[Opening Provided records section]

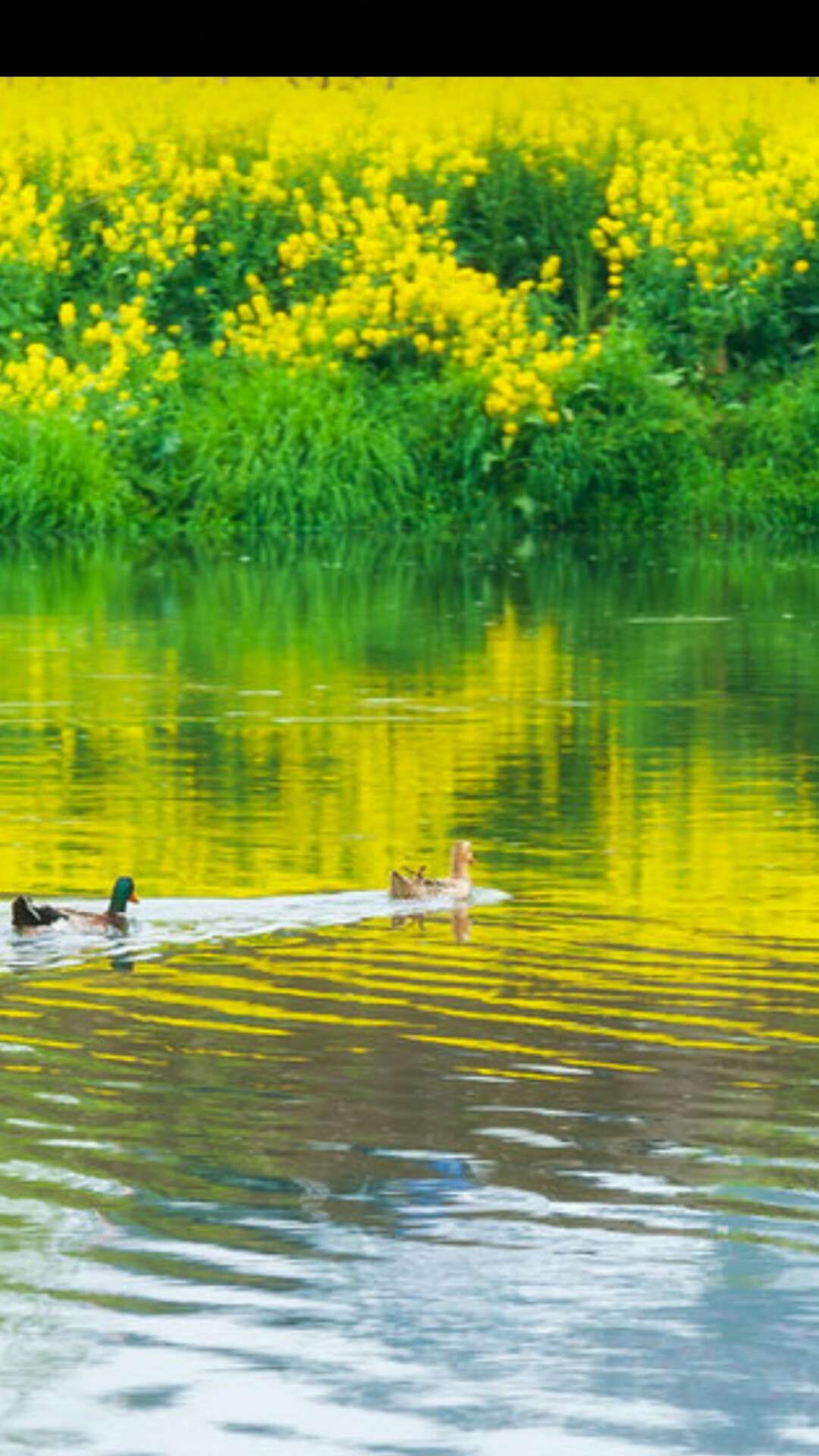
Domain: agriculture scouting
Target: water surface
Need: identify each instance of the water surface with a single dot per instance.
(284, 1171)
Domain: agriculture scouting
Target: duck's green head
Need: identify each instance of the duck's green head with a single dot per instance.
(121, 894)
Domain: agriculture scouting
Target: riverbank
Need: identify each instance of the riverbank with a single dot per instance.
(286, 306)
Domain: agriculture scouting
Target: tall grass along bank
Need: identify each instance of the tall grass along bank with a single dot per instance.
(297, 303)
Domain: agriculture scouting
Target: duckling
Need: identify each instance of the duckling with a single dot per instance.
(414, 884)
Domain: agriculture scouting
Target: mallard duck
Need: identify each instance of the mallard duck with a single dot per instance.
(413, 884)
(27, 916)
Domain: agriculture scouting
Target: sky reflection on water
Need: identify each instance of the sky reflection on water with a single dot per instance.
(281, 1169)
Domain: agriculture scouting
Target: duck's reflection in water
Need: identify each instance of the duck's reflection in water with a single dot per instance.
(460, 916)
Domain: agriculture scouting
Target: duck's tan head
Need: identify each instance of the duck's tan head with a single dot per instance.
(463, 856)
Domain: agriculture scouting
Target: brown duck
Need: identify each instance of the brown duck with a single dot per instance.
(413, 884)
(27, 916)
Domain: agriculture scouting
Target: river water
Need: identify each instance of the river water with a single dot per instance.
(284, 1171)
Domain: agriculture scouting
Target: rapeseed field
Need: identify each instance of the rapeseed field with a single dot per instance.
(300, 300)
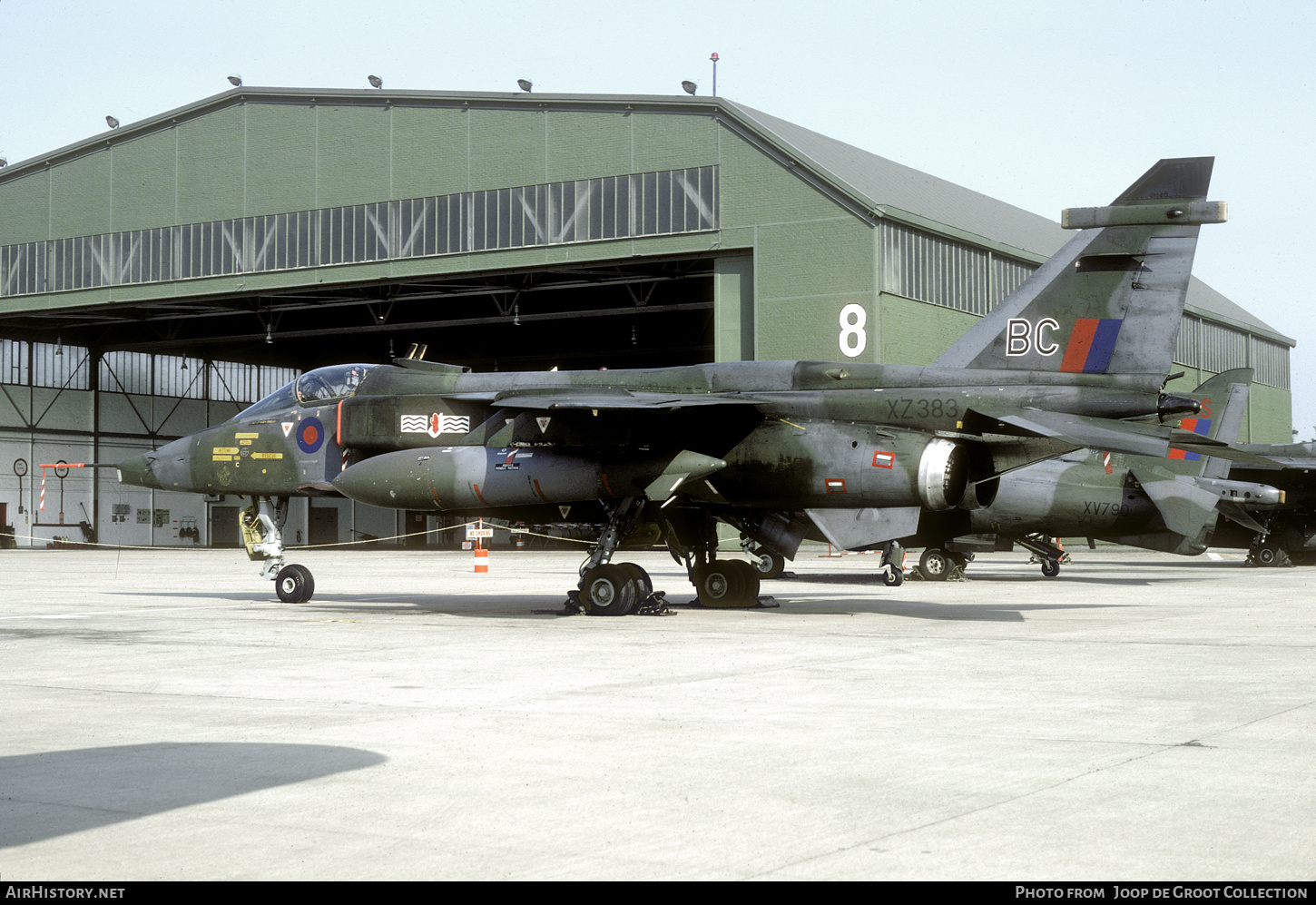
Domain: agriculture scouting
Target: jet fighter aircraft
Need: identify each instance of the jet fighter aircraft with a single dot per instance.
(1169, 504)
(1275, 532)
(848, 453)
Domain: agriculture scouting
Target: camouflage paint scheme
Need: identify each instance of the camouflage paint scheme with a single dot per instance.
(849, 453)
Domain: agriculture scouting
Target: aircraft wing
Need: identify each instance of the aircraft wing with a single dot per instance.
(1102, 433)
(614, 400)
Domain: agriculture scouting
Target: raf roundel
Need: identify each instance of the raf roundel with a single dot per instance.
(310, 436)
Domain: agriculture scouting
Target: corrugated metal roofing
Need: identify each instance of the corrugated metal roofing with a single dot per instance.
(871, 182)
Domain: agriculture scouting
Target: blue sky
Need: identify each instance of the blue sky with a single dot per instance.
(1040, 104)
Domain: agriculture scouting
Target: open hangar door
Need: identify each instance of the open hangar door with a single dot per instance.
(605, 313)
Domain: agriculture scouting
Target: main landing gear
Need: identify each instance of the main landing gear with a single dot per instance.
(262, 536)
(1044, 551)
(940, 565)
(614, 588)
(766, 563)
(892, 565)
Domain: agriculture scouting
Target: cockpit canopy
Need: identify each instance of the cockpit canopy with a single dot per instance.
(312, 389)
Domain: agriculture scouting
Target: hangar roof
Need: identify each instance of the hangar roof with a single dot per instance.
(889, 184)
(869, 182)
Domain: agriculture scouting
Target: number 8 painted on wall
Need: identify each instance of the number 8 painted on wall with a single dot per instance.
(853, 339)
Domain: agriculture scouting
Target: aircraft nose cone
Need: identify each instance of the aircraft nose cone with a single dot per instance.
(137, 471)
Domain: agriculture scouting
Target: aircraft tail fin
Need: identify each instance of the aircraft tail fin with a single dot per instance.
(1111, 300)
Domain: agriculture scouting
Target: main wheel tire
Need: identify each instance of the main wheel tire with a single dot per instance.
(1270, 554)
(768, 565)
(720, 585)
(294, 585)
(608, 591)
(935, 565)
(310, 583)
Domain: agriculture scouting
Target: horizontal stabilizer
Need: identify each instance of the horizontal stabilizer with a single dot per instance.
(1131, 437)
(1184, 507)
(687, 466)
(612, 400)
(859, 529)
(1195, 212)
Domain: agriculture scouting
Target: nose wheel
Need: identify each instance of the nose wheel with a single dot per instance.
(294, 585)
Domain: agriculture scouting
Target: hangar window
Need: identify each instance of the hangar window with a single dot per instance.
(553, 213)
(14, 362)
(941, 271)
(59, 366)
(1216, 348)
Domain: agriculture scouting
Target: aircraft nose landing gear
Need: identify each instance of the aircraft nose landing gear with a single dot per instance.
(262, 536)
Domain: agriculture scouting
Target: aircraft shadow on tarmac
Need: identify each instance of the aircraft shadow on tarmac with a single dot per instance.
(330, 606)
(58, 792)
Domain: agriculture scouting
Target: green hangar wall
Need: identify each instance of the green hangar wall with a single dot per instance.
(332, 219)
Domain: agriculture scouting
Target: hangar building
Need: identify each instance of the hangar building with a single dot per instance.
(161, 277)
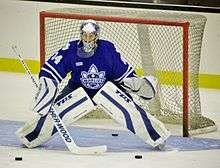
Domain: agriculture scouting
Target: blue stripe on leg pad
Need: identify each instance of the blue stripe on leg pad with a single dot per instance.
(122, 109)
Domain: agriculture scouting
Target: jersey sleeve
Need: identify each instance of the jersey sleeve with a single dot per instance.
(121, 68)
(58, 65)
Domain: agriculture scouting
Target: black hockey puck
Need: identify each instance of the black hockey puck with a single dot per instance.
(18, 158)
(138, 156)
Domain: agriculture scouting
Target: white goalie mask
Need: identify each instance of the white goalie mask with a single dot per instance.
(89, 34)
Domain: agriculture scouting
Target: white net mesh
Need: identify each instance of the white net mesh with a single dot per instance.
(154, 48)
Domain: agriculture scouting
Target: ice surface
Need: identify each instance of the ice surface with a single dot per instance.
(201, 151)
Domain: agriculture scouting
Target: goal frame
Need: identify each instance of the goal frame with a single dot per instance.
(185, 47)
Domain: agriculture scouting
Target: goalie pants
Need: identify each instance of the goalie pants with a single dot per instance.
(113, 101)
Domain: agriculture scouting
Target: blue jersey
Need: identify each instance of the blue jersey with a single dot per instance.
(90, 73)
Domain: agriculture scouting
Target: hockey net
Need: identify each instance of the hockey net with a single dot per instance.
(166, 45)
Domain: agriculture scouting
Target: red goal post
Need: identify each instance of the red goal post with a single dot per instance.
(183, 22)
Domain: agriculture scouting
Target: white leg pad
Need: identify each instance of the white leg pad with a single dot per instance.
(70, 108)
(124, 111)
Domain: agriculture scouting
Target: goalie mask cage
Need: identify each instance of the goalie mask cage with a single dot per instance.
(166, 45)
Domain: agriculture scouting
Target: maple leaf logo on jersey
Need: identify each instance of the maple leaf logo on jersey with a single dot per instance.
(93, 79)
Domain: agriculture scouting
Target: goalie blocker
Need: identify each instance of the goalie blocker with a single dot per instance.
(77, 104)
(127, 113)
(70, 108)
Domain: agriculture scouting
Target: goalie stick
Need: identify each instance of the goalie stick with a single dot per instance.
(61, 128)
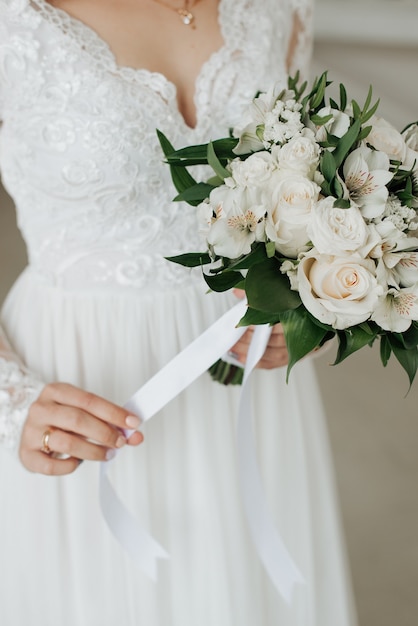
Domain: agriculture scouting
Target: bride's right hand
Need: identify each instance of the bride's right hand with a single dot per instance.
(74, 425)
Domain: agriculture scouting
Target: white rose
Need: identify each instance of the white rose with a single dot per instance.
(336, 231)
(338, 291)
(384, 137)
(300, 154)
(337, 126)
(254, 171)
(406, 270)
(290, 198)
(410, 135)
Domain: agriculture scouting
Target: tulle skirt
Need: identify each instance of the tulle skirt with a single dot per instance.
(59, 562)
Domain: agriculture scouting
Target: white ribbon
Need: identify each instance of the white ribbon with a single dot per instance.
(173, 378)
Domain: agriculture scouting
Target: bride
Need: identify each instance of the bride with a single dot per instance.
(83, 86)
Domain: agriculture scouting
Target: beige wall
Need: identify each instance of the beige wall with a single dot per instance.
(373, 426)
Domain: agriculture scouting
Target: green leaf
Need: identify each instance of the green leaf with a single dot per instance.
(318, 120)
(198, 154)
(253, 317)
(268, 289)
(328, 166)
(182, 179)
(223, 281)
(346, 143)
(343, 97)
(215, 163)
(342, 204)
(270, 249)
(190, 259)
(351, 340)
(385, 350)
(408, 358)
(301, 333)
(367, 115)
(365, 132)
(194, 195)
(257, 255)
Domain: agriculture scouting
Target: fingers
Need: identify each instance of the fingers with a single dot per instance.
(80, 426)
(275, 355)
(94, 405)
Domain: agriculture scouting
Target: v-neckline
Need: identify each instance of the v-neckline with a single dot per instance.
(167, 90)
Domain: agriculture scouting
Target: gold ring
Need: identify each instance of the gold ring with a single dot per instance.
(45, 442)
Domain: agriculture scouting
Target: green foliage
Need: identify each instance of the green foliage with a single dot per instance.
(301, 333)
(268, 289)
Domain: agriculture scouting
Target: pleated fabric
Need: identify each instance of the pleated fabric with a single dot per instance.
(61, 565)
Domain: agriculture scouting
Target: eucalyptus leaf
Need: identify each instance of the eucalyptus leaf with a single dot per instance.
(190, 259)
(408, 358)
(194, 195)
(215, 163)
(301, 333)
(351, 340)
(346, 143)
(268, 289)
(253, 317)
(385, 350)
(257, 255)
(223, 281)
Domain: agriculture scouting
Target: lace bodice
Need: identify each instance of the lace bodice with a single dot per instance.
(80, 157)
(78, 147)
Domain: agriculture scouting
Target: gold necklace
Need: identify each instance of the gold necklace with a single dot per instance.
(184, 12)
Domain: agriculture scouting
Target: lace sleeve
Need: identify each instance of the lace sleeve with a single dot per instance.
(18, 389)
(301, 43)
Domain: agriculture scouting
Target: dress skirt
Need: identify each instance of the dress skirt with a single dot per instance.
(61, 565)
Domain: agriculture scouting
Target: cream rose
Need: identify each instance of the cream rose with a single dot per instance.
(290, 201)
(338, 291)
(383, 136)
(336, 231)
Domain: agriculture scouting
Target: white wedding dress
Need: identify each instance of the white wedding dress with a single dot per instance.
(98, 306)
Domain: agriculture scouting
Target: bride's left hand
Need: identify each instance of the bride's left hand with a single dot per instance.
(276, 354)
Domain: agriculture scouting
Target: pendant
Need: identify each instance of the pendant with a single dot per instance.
(186, 17)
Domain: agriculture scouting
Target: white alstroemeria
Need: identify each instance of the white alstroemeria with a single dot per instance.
(283, 123)
(254, 171)
(238, 221)
(391, 239)
(338, 231)
(397, 309)
(410, 136)
(289, 200)
(337, 126)
(290, 268)
(385, 138)
(366, 174)
(254, 120)
(300, 154)
(401, 216)
(339, 291)
(405, 271)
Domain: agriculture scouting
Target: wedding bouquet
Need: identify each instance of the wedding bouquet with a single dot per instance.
(312, 209)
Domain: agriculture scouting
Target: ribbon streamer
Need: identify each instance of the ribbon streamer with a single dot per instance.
(173, 378)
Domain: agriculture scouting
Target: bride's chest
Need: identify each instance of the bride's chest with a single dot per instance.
(65, 92)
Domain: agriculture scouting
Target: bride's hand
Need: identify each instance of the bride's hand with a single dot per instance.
(67, 425)
(276, 354)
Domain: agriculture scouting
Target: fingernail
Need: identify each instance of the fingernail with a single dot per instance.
(132, 421)
(110, 454)
(120, 442)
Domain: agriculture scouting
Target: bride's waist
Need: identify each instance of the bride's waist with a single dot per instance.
(109, 269)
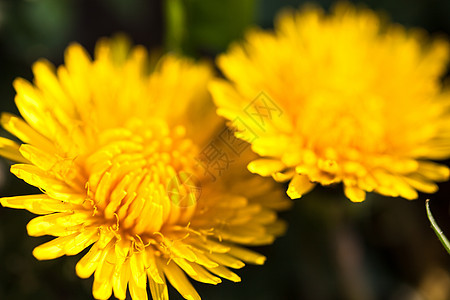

[Closing Provided records section]

### Task instructions
What you give back should be exactly the lines of the data above from the line with "Target: pleated fabric" through the line with "Target: eucalyptus leaf", both of those included, and nothing more.

### Task result
Target: pleated fabric
Need: identify each instance of the pleated fabric with a single dot per instance.
(61, 565)
Domain: agriculture scouting
Target: eucalyptus leaf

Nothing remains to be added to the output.